---------- Document text ----------
Case ID: liquor-tax-rep_2/html/0101-01.html
Source: Caselaw Access Project
Author: {"author": "", "license": "Public Domain", "url": "https://static.case.law/"}
Date Created: 2024-08-24T03:29:51.129683

Fourth Appellate Department,
    May, 1899.
    Reported. 41 App. Div. 624.
    Henry H. Lyman, as State Commissioner of Excise of the State of New York, Appellant, v. Frank M. Swarts, et al. Respondents.
    This is an appeal from a judgment dismissing plaintiff’s complaint upon plaintiff’s opening of the case. Motion for non-suit was made upon ground that the facts stated by plaintiff’s attorney in his opening did not constitute a cause of action. The complaint was restricted by a stipulation that the only issue was whether the sales under the license, having been made within two hundred feet of a church, constituted a forfeiture of the bond.
----------
◆ Things to do
• A. State whether each statement agrees with the case report, answering yes or no and quoting the deciding words: (i) the appeal was taken from a judgment dismissing the plaintiff's complaint; (ii) the motion for non-suit rested on testimony given by the defendants; (iii) the sales in question were made within five hundred feet of a church.
• B. Write out the case report between "Case ID: liquor-tax-rep_2/html/0101-01.html" and "App. Div. 624.", inclusive.
The data that follow have no connection to the case report.
---------- Provided data ----------
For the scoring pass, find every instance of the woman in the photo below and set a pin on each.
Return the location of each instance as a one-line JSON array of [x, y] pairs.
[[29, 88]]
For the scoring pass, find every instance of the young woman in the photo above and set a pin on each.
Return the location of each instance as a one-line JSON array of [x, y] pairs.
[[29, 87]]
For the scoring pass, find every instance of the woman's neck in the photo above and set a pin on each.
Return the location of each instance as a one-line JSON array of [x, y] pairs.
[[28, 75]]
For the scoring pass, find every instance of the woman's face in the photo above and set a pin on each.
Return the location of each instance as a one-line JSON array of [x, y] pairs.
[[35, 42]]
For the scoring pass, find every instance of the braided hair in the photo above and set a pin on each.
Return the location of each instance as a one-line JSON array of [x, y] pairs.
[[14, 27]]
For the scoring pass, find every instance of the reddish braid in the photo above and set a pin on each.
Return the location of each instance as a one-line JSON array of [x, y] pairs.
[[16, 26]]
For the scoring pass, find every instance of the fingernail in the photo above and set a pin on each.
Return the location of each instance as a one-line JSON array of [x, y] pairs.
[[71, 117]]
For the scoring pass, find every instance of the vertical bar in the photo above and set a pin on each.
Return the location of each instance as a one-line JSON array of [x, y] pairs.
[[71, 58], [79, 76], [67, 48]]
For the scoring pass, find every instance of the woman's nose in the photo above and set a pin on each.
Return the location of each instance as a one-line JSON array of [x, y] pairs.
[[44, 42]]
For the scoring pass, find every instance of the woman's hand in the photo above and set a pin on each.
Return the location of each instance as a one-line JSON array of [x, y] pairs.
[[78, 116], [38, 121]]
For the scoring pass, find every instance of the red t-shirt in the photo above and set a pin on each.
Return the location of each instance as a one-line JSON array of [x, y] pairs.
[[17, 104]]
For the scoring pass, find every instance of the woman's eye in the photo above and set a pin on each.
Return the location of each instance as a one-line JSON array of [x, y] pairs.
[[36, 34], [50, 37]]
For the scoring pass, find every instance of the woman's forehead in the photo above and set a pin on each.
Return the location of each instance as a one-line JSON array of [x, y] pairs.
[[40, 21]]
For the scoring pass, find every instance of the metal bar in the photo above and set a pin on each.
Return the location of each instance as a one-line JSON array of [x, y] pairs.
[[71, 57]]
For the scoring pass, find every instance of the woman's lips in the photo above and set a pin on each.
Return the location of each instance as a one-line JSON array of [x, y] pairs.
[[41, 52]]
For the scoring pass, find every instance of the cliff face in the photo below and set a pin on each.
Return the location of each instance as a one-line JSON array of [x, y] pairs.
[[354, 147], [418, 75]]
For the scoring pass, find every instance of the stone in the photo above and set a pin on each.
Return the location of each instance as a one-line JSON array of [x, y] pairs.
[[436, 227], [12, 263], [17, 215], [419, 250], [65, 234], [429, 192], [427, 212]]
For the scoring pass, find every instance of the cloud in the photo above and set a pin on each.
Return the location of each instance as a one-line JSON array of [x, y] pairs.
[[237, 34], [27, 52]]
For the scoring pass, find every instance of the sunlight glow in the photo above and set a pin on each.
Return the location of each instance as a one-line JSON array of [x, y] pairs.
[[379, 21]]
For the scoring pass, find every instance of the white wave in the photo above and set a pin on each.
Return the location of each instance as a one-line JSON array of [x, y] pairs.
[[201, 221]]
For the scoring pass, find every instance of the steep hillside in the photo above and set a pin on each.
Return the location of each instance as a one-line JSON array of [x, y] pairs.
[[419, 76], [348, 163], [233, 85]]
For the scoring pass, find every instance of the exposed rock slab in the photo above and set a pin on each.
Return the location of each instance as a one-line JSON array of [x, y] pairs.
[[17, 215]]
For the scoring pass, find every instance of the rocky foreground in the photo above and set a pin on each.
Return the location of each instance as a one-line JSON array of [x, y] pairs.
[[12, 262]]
----------
◆ Replies
• A.
(i) Yes: "This is an appeal from a judgment dismissing plaintiff’s complaint upon plaintiff’s opening of the case."
(ii) No: "upon ground that the facts stated by plaintiff’s attorney in his opening did not constitute a cause of action."
(iii) No: "having been made within two hundred feet of a church"

• B.
Case ID: liquor-tax-rep_2/html/0101-01.html
Source: Caselaw Access Project
Author: {"author": "", "license": "Public Domain", "url": "https://static.case.law/"}
Date Created: 2024-08-24T03:29:51.129683

Fourth Appellate Department,
    May, 1899.
    Reported. 41 App. Div. 624.